Directive: Reproduce the items verbatim, from the start through the line containing "[[993, 103]]".

A run of records:
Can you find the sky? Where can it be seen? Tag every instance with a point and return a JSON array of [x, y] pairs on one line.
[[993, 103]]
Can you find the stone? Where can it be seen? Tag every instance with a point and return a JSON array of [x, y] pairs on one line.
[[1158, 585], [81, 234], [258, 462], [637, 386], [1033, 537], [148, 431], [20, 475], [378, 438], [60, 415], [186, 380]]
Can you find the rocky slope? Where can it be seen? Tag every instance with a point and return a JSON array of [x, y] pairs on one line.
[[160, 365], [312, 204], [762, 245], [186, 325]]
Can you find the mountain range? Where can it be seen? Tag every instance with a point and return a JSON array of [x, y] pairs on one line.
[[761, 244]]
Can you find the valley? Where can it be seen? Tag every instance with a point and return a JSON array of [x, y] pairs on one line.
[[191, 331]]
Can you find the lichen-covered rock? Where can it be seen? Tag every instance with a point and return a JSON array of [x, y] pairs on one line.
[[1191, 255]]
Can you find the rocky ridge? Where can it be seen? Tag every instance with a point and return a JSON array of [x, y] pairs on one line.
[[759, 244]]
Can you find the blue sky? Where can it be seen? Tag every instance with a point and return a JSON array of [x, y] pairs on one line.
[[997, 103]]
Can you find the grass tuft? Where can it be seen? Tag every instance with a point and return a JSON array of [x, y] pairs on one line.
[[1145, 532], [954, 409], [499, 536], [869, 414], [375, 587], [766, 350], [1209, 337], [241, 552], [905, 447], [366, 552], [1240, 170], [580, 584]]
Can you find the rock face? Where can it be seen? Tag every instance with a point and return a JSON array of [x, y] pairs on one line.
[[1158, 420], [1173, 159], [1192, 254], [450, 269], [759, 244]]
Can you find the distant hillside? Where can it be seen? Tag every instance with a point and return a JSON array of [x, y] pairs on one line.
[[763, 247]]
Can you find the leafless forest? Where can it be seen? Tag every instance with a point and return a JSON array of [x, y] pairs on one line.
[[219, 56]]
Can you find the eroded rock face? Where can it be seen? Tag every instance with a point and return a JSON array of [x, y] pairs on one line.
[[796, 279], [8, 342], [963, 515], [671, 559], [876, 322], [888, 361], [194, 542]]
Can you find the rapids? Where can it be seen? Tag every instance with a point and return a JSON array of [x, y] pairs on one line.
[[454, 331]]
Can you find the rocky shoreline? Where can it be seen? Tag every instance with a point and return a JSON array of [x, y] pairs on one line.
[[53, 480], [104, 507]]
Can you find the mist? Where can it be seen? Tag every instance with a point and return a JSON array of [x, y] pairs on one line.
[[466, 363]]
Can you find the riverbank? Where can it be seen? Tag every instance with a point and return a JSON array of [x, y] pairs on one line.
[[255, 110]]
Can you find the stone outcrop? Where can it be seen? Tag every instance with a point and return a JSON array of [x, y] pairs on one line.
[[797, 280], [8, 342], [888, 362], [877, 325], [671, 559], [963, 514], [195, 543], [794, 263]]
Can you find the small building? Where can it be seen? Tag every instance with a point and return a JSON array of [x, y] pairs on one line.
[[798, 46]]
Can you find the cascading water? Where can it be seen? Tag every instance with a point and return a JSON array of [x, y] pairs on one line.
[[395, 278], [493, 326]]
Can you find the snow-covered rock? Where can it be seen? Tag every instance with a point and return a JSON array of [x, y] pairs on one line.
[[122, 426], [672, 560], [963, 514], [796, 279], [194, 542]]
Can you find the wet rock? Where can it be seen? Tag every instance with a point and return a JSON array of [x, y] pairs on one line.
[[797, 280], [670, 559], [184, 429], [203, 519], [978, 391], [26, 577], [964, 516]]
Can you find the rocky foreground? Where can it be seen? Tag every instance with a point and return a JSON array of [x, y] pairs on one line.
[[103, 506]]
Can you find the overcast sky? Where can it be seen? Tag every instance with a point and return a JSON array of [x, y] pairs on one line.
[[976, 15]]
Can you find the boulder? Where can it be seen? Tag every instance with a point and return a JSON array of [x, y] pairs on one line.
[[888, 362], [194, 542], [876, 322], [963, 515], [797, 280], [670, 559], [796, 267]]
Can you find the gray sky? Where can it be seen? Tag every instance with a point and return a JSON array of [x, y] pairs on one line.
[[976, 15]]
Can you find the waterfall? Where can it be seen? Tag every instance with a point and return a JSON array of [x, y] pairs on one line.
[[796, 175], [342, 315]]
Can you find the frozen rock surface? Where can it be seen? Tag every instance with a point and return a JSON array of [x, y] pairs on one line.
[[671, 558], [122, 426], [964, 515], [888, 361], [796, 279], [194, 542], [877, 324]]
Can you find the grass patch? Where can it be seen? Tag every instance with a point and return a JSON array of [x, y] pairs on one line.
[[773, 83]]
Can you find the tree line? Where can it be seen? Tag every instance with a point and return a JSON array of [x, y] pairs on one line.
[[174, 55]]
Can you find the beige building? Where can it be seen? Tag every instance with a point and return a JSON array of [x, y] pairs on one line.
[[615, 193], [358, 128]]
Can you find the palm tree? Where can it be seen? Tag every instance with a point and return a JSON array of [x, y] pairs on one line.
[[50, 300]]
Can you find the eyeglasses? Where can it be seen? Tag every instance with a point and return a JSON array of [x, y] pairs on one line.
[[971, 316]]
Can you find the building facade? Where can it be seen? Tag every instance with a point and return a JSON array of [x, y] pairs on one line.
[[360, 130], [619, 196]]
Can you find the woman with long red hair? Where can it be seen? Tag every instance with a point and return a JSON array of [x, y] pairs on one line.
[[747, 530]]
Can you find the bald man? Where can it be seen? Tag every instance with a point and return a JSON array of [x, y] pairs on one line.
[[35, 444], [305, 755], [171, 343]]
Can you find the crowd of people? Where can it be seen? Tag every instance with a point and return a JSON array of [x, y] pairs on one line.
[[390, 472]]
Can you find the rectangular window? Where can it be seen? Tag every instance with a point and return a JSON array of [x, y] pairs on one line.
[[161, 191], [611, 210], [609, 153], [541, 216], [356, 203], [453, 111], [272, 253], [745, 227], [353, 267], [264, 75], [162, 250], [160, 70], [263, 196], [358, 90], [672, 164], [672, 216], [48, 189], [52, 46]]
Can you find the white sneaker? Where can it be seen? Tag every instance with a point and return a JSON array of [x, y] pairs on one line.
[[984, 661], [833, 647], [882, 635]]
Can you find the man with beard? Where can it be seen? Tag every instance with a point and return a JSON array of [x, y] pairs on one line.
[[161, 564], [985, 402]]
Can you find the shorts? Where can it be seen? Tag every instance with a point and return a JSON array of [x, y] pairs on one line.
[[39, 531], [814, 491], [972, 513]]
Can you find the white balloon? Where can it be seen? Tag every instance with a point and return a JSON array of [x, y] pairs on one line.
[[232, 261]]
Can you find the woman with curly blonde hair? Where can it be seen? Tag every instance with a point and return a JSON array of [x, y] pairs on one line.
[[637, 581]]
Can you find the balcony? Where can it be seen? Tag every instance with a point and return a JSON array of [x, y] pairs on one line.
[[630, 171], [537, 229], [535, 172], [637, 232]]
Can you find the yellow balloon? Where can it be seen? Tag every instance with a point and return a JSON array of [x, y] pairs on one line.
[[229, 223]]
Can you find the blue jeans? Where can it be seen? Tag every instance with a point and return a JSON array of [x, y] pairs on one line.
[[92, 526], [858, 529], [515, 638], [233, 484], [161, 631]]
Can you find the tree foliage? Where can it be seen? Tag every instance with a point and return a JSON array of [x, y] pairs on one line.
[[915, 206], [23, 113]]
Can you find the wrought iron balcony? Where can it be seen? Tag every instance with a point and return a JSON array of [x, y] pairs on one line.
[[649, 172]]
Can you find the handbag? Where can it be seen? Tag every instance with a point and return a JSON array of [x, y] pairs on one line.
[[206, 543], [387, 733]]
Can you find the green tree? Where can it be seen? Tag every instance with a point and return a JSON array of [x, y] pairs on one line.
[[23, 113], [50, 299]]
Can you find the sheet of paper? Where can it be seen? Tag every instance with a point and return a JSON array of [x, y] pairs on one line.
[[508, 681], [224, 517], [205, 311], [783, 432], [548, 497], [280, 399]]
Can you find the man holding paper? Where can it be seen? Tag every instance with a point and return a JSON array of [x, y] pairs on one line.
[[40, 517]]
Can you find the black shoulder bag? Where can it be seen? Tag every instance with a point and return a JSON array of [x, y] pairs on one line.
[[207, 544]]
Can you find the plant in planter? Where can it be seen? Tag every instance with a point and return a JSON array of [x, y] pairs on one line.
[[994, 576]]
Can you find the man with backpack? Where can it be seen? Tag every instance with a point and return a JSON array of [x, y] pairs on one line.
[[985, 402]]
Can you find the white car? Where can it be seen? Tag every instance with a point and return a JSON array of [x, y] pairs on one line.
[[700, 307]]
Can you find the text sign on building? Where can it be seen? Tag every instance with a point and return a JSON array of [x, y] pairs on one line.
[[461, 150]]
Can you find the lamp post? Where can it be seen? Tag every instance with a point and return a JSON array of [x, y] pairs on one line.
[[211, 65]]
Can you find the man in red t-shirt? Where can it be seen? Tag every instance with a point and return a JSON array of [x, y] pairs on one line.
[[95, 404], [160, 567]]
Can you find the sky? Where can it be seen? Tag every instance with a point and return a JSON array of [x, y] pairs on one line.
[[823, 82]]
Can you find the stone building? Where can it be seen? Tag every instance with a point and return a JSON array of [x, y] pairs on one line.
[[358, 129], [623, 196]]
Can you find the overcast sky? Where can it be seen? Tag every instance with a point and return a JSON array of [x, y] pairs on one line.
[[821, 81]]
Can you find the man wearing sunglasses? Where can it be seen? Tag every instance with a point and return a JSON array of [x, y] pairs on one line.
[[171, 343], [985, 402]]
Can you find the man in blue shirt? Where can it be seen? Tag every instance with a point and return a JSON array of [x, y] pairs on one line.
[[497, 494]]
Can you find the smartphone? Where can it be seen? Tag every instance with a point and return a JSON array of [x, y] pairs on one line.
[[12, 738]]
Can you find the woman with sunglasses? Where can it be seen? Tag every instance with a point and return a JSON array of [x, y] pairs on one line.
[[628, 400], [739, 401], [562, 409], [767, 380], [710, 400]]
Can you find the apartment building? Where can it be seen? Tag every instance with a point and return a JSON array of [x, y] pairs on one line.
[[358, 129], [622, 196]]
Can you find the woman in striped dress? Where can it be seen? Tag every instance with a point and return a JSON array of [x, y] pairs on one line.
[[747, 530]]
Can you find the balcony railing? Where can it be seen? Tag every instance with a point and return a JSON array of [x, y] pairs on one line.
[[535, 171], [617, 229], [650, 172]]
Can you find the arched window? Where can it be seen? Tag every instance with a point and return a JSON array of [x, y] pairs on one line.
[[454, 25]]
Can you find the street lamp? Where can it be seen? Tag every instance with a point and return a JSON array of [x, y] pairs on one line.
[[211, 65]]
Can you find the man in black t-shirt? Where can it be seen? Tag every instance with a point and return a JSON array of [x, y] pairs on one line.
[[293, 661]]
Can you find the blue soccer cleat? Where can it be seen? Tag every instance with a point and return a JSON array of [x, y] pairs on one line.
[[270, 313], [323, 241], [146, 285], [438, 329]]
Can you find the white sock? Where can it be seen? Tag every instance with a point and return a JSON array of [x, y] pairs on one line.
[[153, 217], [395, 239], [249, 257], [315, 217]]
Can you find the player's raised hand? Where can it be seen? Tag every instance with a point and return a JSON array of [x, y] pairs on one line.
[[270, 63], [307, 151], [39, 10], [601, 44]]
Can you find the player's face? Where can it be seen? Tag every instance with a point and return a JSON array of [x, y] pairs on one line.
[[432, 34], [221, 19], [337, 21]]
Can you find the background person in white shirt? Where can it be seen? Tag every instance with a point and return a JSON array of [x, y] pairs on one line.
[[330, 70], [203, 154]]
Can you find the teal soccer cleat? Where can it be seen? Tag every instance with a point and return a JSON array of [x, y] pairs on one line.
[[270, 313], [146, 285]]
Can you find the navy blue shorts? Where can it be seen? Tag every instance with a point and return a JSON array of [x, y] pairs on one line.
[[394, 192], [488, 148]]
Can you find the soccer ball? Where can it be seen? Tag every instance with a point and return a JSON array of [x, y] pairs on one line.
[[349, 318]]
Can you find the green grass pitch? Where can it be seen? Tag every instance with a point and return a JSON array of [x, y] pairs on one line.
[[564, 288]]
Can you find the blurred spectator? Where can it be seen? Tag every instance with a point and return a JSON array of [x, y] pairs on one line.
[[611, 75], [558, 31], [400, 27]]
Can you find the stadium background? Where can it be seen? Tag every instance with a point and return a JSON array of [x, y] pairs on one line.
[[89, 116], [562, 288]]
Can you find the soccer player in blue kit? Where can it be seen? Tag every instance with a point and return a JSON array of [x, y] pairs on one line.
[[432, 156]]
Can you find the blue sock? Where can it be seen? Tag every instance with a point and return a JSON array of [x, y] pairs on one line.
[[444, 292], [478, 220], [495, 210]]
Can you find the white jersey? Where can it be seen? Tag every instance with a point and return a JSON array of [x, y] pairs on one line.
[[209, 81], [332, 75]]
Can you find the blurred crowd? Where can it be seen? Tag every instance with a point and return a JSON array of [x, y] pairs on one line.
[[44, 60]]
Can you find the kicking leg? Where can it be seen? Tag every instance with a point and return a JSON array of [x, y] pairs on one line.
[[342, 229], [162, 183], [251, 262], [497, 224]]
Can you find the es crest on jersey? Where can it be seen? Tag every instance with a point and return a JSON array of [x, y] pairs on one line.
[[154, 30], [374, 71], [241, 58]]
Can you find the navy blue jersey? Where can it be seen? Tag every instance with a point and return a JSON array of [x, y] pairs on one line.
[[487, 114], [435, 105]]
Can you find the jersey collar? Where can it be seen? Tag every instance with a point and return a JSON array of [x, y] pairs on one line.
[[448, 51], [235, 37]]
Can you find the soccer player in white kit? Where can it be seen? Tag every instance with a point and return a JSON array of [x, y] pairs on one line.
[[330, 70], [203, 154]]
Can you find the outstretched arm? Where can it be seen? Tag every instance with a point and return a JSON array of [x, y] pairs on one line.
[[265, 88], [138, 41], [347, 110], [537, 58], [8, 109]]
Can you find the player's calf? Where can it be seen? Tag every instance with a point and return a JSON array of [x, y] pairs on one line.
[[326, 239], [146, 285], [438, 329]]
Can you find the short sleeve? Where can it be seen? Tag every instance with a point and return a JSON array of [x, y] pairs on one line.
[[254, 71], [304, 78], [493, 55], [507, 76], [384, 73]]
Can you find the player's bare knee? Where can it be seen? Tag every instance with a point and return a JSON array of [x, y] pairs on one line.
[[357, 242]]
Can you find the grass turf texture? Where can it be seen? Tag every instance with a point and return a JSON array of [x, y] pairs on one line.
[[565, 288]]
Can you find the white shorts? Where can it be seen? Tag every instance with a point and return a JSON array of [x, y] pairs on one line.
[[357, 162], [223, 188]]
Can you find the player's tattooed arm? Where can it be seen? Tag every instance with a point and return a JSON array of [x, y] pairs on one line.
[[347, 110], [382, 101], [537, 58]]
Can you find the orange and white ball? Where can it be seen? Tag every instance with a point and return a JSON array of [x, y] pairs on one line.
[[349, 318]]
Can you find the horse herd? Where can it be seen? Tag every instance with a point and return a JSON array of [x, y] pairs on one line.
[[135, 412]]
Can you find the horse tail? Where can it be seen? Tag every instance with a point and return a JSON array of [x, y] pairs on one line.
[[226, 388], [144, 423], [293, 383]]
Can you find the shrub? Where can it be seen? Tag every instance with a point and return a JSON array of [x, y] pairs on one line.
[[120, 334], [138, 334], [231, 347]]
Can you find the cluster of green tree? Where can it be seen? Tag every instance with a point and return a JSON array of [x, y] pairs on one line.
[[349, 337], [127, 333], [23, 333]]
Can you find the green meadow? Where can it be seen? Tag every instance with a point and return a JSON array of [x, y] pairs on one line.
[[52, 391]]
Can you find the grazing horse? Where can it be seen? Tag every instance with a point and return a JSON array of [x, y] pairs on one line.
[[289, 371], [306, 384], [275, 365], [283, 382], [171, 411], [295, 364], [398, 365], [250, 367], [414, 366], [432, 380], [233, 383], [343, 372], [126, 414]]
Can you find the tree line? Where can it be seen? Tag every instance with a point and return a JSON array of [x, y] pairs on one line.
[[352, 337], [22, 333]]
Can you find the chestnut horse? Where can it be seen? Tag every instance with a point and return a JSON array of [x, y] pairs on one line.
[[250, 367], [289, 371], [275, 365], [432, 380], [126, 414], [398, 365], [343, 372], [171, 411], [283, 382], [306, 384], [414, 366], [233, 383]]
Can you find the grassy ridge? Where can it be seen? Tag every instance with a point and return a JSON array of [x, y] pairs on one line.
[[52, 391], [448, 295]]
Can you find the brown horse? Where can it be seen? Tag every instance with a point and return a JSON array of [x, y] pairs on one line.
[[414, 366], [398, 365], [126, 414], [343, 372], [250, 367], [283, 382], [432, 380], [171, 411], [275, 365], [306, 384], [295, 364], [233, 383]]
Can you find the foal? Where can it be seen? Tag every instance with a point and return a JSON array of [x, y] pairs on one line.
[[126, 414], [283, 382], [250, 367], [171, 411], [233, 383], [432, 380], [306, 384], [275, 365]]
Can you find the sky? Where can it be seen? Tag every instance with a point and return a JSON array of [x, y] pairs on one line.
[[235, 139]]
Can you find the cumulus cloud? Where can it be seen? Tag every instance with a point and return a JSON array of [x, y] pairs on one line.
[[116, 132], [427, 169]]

Response to this task:
Can you find the sky? Where can it be seen? Tag every instance with a point and return a JSON array of [x, y] pairs on one line.
[[993, 103]]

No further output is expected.